■ WRITTEN TASK ■
Format the lines as a numbered list, starting with the line that contains "segment(query) marks the" and going on through the line that contains "408 439 L 413". Skip any blank lines and leave the pictures out.

■ DATA LINES ■
⟨

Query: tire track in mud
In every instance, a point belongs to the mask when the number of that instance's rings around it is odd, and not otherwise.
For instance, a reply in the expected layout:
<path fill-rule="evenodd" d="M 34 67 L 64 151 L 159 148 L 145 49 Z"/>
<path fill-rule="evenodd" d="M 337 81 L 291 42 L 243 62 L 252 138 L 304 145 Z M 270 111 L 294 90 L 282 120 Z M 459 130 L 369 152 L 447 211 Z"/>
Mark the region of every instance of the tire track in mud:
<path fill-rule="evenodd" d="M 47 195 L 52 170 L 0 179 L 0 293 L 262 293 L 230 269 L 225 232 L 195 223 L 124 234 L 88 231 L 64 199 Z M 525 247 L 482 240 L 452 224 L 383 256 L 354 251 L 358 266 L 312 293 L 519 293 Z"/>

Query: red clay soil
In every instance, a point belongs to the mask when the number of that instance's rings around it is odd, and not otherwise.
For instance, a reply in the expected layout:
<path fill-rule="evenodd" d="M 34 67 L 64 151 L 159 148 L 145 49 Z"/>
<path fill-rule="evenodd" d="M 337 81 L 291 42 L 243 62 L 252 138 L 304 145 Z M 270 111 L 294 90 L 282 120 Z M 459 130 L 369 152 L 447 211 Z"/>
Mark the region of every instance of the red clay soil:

⟩
⟨

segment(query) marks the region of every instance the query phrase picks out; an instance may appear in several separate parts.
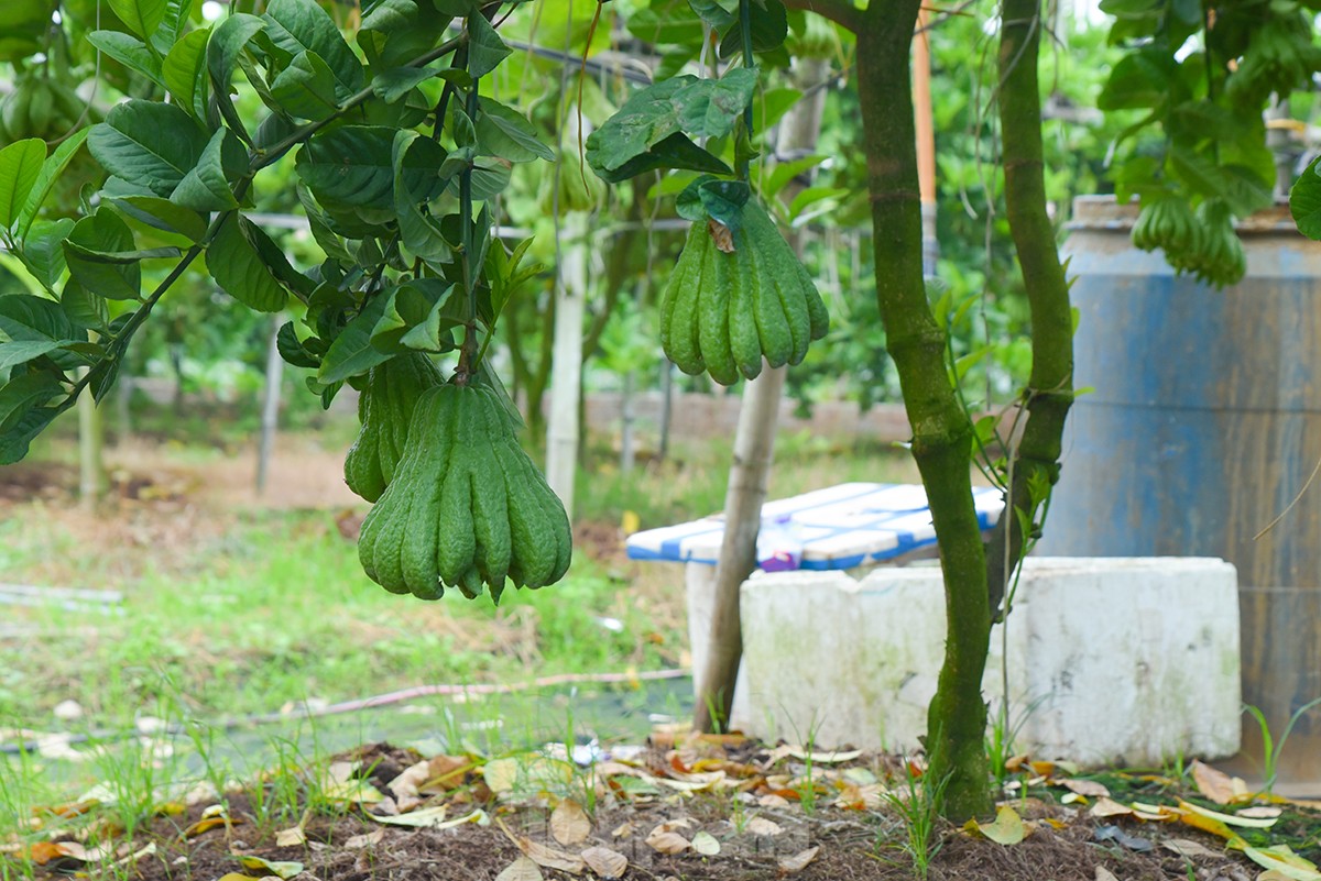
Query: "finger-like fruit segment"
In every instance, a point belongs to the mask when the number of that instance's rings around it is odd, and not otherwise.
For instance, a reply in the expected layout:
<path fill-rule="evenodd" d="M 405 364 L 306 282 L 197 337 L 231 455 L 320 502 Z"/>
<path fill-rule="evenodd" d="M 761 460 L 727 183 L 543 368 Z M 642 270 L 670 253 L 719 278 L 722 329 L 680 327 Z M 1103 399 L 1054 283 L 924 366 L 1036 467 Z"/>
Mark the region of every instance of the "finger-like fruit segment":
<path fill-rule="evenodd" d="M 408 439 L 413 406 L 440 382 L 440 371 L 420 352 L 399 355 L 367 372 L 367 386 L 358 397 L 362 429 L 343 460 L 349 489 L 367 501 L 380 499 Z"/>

⟩

■ CORRECT ANSWER ■
1. segment(query) marks the region of every instance the query phrase picks out; an instance may appear in several separate parts.
2. Query: "finger-like fruit segment"
3. In every instance, a point belongs to the mask when the number of that instance's rings around it is odd, and not otherwise.
4. For instance, a reply in the expected layout:
5. <path fill-rule="evenodd" d="M 405 364 L 306 282 L 197 337 L 231 455 L 320 502 Z"/>
6. <path fill-rule="evenodd" d="M 761 460 L 727 183 L 543 368 Z M 642 270 L 670 253 L 719 278 L 722 329 L 680 327 Z M 1103 399 L 1054 283 L 924 366 L 1036 467 Z"/>
7. Mark the region of every instance of the "finger-like fruit segment":
8. <path fill-rule="evenodd" d="M 408 439 L 413 406 L 440 382 L 440 371 L 420 352 L 399 355 L 367 372 L 367 386 L 358 397 L 362 429 L 343 460 L 349 489 L 367 501 L 380 499 Z"/>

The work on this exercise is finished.